### [EXERCISE DETAILS]
The records below must be copied in full; omit the images.
----- SOURCE MATERIAL -----
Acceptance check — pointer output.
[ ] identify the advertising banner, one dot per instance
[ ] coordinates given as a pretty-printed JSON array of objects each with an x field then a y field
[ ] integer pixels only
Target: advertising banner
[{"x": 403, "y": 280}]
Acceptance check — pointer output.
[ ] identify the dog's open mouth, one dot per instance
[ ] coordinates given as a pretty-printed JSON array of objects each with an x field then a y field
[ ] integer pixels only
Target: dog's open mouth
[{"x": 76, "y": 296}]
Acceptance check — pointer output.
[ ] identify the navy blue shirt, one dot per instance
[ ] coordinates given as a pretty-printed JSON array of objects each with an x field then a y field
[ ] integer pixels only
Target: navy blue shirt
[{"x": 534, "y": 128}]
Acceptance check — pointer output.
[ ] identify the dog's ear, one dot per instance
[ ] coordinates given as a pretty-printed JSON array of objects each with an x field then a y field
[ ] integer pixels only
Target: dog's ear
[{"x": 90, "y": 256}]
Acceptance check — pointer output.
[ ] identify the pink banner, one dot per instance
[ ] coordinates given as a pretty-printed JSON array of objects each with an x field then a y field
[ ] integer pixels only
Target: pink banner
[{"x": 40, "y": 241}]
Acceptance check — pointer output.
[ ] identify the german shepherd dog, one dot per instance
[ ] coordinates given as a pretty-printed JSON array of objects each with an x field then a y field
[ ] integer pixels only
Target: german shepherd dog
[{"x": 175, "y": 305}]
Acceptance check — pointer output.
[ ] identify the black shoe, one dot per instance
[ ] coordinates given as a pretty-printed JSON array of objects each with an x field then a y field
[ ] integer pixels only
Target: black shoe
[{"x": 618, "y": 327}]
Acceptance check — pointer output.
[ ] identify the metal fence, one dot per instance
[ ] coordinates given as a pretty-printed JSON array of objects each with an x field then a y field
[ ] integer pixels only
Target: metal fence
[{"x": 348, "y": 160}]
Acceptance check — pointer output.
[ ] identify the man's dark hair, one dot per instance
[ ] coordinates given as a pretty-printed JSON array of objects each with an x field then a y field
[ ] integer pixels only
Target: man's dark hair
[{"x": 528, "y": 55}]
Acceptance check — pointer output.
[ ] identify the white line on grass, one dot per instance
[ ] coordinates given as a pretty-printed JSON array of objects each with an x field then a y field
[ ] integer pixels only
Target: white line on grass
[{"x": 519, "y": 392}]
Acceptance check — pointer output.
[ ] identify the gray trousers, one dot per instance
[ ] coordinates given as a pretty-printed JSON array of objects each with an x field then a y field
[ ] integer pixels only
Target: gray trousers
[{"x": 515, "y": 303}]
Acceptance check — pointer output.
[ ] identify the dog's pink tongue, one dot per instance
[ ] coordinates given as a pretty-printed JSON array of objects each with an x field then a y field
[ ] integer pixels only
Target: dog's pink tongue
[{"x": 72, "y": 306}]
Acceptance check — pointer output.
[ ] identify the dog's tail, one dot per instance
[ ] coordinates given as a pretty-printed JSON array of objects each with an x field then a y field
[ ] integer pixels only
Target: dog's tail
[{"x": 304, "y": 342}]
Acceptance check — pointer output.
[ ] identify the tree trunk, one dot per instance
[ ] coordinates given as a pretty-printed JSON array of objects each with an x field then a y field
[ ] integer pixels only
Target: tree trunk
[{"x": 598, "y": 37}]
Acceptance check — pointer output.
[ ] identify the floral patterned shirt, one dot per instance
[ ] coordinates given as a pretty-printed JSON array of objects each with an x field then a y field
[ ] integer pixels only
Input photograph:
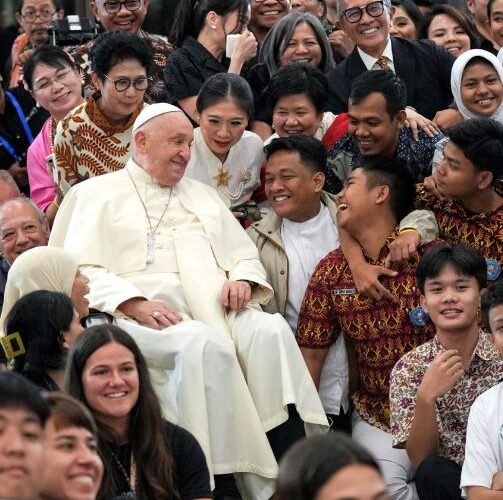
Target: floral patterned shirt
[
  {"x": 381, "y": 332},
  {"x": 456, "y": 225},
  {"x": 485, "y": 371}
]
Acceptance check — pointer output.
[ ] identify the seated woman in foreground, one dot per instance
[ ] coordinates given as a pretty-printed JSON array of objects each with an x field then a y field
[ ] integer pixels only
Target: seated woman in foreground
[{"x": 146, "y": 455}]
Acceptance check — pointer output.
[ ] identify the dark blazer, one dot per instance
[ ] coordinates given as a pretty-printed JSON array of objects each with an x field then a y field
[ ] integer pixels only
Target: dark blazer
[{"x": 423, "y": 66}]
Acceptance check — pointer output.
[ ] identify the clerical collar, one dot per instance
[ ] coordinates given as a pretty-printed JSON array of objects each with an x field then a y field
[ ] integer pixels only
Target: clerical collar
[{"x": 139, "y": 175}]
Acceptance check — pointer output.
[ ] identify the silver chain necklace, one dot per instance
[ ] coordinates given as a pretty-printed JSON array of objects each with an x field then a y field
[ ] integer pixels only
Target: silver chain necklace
-----
### [SOLVED EXERCISE]
Acceptance check — pointer output.
[ ] identify the advertising banner, one dot per instance
[ ] coordinates given as a pretty-printed JSON array of objects each with an x field then a y field
[ ] integer pixels only
Target: advertising banner
[{"x": 403, "y": 280}]
Acceptance check — pointer output.
[ ] identify the dog's open mouth, one dot per instance
[ ] coordinates given as a pretty-printed JSON array of objects each with an x field then a y field
[ ] integer pixels only
Target: dog's open mouth
[{"x": 76, "y": 296}]
Acceptance check — pointer output.
[ ] identify the navy blue shirt, one dot per instance
[ ] coordinates given as a pretty-printed JSON array of objects each with an x field then a y field
[ ] integer pixels only
Target: navy blue shirt
[{"x": 534, "y": 128}]
Acceptance check — pointer output.
[ ] identify the dog's ear, one dot per instance
[ ] coordinates given as a pretty-printed JSON array of objects each with an x field then a y field
[ ] integer pixels only
Target: dog's ear
[{"x": 90, "y": 256}]
Acceptance check — pointer output.
[ ] identify the pink banner, one dot per instance
[ ] coordinates given as a pretty-printed JSON array of objects each with an x field then a y field
[ ] integer pixels only
Target: pink banner
[{"x": 40, "y": 241}]
Acceptance check — pointer output.
[ ] identify the german shepherd dog, one dot per instance
[ ] coordinates given as a pretty-printed JSON array of objects each with an x field then a y field
[ ] integer pixels only
Target: german shepherd dog
[{"x": 175, "y": 305}]
Acceptance check — pointer output.
[ ] identify the black shoe, one dot per instance
[ ] coordinates given as a pretty-printed JSON array of objects each with an x field then a y field
[ ] integer pixels only
Target: black shoe
[{"x": 618, "y": 327}]
Acceptance check — pointer output.
[ ] identify the metal fence, one dot per instance
[ ] coordinates given as a pretty-printed JSON array of objects each with an x field then a y field
[ ] integer pixels only
Target: metal fence
[{"x": 348, "y": 160}]
Acceptance check — pointer output.
[ ] identify the man's dark hair, one dot per instance
[ ] coordinates given as a pretty-printed JSON array of objects each with an x field then a y field
[ ] integer pixels only
Target: man's dark hair
[{"x": 528, "y": 55}]
Acceptance check — pointer output.
[ ] identify the white line on grass, one dot per instance
[ ] coordinates given as a pretty-printed JSON array of objects each with an x field then a y field
[ ] integer pixels only
Target: white line on grass
[{"x": 519, "y": 392}]
Acceptance check — pointer output.
[ ] identify the gray trousers, one dot per instance
[ ] coordinates given as a pretty-printed JSON array of objects each with an x field then a y field
[ ] integer pixels only
Target: gray trousers
[{"x": 515, "y": 303}]
Acceptance check — pointer output.
[ ] identify the dog's pink tongue, one dot per instance
[ ] coordinates given as a pretty-printed JSON array of objects each with an x field then a y field
[ ] integer pixels only
Target: dog's pink tongue
[{"x": 72, "y": 306}]
Acceptance check — pointer output.
[ ] identify the dog's tail, one dot per instance
[ ] coordinates given as a pretty-printed JSON array of objects each with an x field then a y field
[ ] integer pixels only
Target: dog's tail
[{"x": 304, "y": 342}]
Acceptance check — pointer output.
[ ] identify the tree trunk, one dot per instance
[ ] coordinates given as a pretty-printed JSON array of objects each with an x field then a y field
[ ] integer pixels only
Target: tree trunk
[{"x": 598, "y": 37}]
Acceptance check — pointer output.
[ ] identify the floral patterned shirt, one dot per instance
[ ] coordinates given as a pretty-printed JSON array of objects each with an x field then a y field
[ ] integer pixels only
Input photograph:
Target: floral patterned shirt
[
  {"x": 381, "y": 332},
  {"x": 456, "y": 225},
  {"x": 485, "y": 371}
]
Acceptance check — pointer output.
[ ] identify the seated woman in foreground, one dot per instance
[ ] coordinates given as a pretty-printed JSON array of objects each with an x field then a y field
[ ] integer pixels only
Target: seated woman in foreground
[{"x": 146, "y": 455}]
Acceptance check — pointer output.
[ ] identify the dark blazer, one dot per instance
[ ] coordinates given as a pretty-printed JSON array of objects each with an x field then a y field
[ ] integer pixels only
Target: dark blazer
[{"x": 423, "y": 66}]
Acceptance check — pointer output.
[ ] identify the clerical collar, one dot per instance
[ ] coordinates given as a pretty-printed JSON array of objects each with an x field then a y field
[ ] integer pixels only
Target: clerical collar
[{"x": 139, "y": 175}]
Acceptance check — pointer output.
[ ] identify the silver chain necklace, one dot per instance
[ ] coordinates given as a pretty-printed JSON array of objects each with an x field then a y field
[ ] integer pixels only
Target: silver chain necklace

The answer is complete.